* _What needs to be done_: Below are the records; return exactly the lines from the one with "Target: black clock hand" through the final line, both included, minus any pictures.

* _Entries provided_:
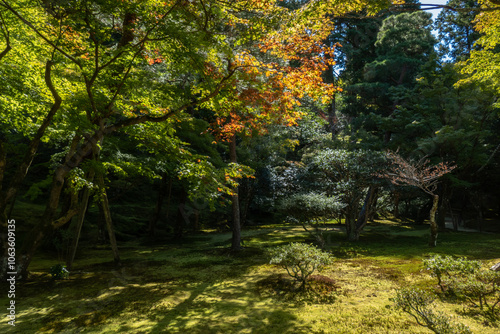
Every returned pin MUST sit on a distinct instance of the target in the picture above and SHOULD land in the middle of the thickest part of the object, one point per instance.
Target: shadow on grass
(197, 290)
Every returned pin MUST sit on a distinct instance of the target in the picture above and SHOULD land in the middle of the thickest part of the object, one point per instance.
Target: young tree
(419, 174)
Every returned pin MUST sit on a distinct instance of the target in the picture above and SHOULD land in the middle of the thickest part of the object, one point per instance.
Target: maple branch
(5, 4)
(5, 33)
(33, 145)
(157, 119)
(417, 174)
(424, 7)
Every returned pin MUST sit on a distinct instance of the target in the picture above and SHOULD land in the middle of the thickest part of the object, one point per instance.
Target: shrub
(59, 271)
(312, 210)
(417, 303)
(481, 289)
(447, 267)
(300, 260)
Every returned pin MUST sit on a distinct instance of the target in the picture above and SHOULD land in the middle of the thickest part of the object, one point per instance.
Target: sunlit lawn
(197, 286)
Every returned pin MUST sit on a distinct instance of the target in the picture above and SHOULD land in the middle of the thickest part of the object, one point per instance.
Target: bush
(312, 209)
(481, 289)
(464, 279)
(300, 260)
(417, 303)
(447, 267)
(59, 271)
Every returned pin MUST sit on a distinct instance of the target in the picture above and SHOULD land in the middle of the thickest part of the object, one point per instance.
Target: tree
(188, 54)
(419, 174)
(456, 29)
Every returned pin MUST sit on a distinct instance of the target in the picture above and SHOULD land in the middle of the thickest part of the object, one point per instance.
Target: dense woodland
(160, 122)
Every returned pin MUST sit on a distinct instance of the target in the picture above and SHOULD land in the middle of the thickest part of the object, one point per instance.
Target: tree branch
(6, 35)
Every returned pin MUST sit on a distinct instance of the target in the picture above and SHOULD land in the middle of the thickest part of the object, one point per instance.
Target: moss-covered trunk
(236, 239)
(434, 226)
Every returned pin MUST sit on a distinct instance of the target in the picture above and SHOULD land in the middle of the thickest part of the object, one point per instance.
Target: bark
(108, 220)
(81, 216)
(159, 204)
(367, 208)
(332, 118)
(22, 170)
(6, 35)
(397, 197)
(236, 239)
(434, 227)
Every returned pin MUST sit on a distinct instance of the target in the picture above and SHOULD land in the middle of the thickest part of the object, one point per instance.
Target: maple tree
(421, 175)
(254, 57)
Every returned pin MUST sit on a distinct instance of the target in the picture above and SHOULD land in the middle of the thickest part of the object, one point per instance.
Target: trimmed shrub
(300, 260)
(417, 303)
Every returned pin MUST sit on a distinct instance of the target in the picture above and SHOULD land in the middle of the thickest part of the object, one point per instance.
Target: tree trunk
(397, 197)
(236, 239)
(434, 226)
(365, 212)
(47, 222)
(81, 217)
(159, 203)
(108, 220)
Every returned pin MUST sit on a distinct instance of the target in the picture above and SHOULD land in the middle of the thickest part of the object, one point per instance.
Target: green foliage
(59, 271)
(481, 289)
(300, 260)
(446, 267)
(417, 303)
(312, 209)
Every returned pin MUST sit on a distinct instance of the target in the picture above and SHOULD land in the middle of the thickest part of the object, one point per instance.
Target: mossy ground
(198, 286)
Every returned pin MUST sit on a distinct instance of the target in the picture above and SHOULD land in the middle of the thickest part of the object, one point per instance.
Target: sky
(434, 2)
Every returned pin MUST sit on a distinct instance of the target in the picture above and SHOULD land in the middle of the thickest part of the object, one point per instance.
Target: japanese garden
(250, 166)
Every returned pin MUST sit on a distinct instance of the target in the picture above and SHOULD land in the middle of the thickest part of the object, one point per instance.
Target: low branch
(6, 35)
(35, 142)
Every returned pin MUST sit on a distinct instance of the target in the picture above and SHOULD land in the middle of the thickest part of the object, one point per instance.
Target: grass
(197, 286)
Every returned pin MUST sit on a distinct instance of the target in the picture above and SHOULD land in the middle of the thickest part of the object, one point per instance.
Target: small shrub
(300, 260)
(481, 289)
(59, 271)
(447, 267)
(417, 303)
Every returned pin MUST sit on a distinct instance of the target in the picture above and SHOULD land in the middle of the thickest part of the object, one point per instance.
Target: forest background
(126, 119)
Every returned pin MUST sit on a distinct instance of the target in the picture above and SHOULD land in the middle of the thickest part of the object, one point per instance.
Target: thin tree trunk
(81, 217)
(434, 226)
(236, 239)
(159, 204)
(108, 220)
(366, 209)
(169, 198)
(397, 197)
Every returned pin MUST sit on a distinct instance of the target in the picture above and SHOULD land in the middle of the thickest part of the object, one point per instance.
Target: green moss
(198, 286)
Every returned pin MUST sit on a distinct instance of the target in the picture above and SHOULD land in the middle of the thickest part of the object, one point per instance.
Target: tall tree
(456, 29)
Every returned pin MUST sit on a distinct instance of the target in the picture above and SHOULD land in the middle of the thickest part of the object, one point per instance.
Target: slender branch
(33, 146)
(39, 33)
(6, 35)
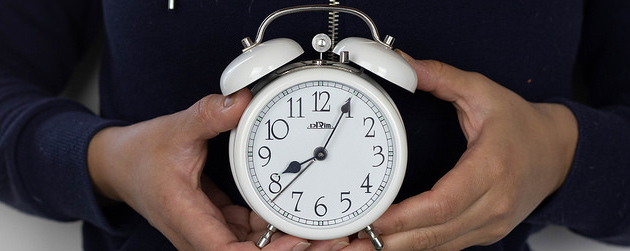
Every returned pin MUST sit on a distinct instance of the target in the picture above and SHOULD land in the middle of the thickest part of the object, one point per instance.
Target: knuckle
(443, 210)
(423, 239)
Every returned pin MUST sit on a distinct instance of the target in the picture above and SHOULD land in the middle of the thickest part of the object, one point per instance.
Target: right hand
(156, 168)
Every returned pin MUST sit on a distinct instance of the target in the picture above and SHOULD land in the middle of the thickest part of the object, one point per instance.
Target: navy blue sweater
(157, 62)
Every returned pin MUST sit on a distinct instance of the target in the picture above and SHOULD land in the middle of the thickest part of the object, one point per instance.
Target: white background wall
(21, 232)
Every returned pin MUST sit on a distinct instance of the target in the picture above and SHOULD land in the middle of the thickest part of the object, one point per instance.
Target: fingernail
(228, 101)
(362, 235)
(339, 245)
(301, 246)
(405, 56)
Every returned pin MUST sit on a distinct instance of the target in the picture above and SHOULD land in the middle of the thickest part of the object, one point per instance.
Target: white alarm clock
(321, 150)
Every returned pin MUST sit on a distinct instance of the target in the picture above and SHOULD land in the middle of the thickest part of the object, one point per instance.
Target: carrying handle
(248, 44)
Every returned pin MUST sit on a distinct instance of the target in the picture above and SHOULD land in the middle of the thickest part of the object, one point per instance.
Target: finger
(237, 218)
(288, 242)
(454, 193)
(214, 114)
(198, 223)
(442, 80)
(216, 195)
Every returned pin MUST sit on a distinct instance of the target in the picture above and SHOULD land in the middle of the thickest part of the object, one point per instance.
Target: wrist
(100, 163)
(564, 132)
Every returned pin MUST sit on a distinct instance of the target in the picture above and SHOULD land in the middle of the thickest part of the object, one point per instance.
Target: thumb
(445, 81)
(214, 114)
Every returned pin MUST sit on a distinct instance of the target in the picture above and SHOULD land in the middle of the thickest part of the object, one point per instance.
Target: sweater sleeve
(44, 138)
(595, 199)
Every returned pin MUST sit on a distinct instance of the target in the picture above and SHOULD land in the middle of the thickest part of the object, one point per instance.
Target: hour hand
(295, 167)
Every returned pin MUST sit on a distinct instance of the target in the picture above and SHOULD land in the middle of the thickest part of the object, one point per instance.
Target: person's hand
(518, 153)
(156, 168)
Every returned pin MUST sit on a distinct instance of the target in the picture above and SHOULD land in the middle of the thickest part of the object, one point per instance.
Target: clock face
(320, 155)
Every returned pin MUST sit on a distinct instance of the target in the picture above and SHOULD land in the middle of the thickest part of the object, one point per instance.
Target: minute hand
(345, 108)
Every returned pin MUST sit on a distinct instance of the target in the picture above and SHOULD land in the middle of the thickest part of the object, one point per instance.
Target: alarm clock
(321, 150)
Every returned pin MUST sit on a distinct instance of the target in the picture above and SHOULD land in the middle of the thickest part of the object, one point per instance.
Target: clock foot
(266, 237)
(376, 240)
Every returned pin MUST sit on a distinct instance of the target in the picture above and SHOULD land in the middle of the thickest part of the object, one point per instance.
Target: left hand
(518, 153)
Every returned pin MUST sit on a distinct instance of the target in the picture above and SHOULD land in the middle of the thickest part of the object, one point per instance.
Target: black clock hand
(294, 166)
(296, 177)
(345, 108)
(319, 153)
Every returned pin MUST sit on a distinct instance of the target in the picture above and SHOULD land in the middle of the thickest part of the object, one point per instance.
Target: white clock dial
(319, 156)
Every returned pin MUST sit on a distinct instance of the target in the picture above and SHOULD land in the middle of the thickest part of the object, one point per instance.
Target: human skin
(156, 167)
(518, 153)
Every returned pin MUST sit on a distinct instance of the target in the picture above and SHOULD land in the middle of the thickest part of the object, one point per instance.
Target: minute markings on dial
(345, 108)
(319, 153)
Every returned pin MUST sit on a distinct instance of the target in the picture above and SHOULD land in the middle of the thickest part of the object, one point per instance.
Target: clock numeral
(275, 186)
(346, 200)
(366, 184)
(299, 102)
(299, 197)
(319, 207)
(264, 153)
(378, 153)
(321, 96)
(369, 121)
(279, 129)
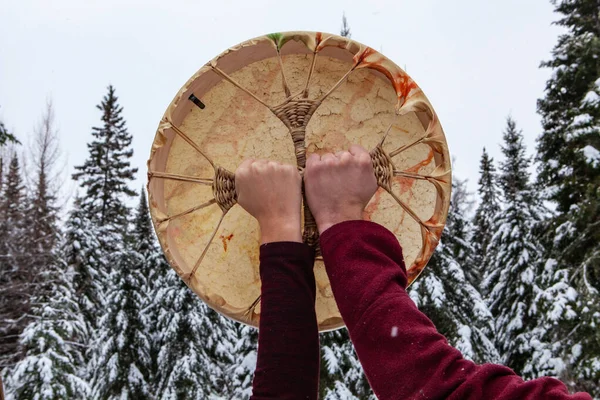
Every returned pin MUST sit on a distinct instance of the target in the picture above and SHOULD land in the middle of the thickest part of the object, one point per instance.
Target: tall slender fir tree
(106, 173)
(569, 155)
(443, 292)
(487, 210)
(16, 285)
(512, 280)
(53, 365)
(121, 360)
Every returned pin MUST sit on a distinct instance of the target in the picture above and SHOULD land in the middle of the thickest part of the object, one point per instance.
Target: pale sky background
(477, 61)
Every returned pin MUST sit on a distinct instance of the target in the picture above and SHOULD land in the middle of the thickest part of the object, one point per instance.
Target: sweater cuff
(357, 227)
(288, 251)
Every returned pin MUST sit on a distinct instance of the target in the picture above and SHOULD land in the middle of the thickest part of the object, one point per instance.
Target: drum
(279, 97)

* _Exercise answer_:
Target: black clock hand
(294, 166)
(296, 177)
(345, 108)
(319, 153)
Every returned pin MUST sit on a distinct instance of the target in the picture above and SHOULD land in the middle of the thickest part of the object, one point per instance.
Target: white clock dial
(319, 156)
Every returned pin MUST sit on a distinct instance of the target in the picture above and SHOULD land in the middle of the thickest part of the object, one point per instance.
Target: human skin
(156, 167)
(518, 153)
Every returned pin MUST sit on a distinct instance of the target in the picture above and SHOULD land in the middle of the thickest part of the object, one point per instance.
Target: minute markings on dial
(345, 108)
(319, 153)
Every returned pin MUST sit on a distinct instance of the target in the picture above and SHOULD land in the middle of the thickest part of the object, one point per instance.
Target: clock numeral
(275, 186)
(346, 200)
(366, 184)
(299, 102)
(299, 197)
(319, 207)
(264, 153)
(378, 153)
(321, 96)
(369, 121)
(279, 129)
Every returned pin MUST sit on a distinct instance of the target in the picture above and SHOULD land in the middle of the thickest part of the object, one point per instance.
Target: tall slender fir tree
(106, 173)
(569, 155)
(443, 292)
(487, 210)
(16, 285)
(512, 280)
(53, 365)
(121, 360)
Every returned pin MUST sit on a distinct instance of the target in the picture above and SHOULD land in the middle of the thickest part of the object, one point per instance.
Target: pale sky background
(477, 61)
Every returned pin MUST sit on a distinct instance of the target in the picture above and SHOULD land in the middle of the thickest part of the object, one point per instance.
Target: sweater cuff
(357, 227)
(288, 251)
Every returned pin MUST sit on a distinct instance of the target in the picture above and SHOULD land in the middle of the thickest part of the object, one point per instance.
Target: drum
(279, 97)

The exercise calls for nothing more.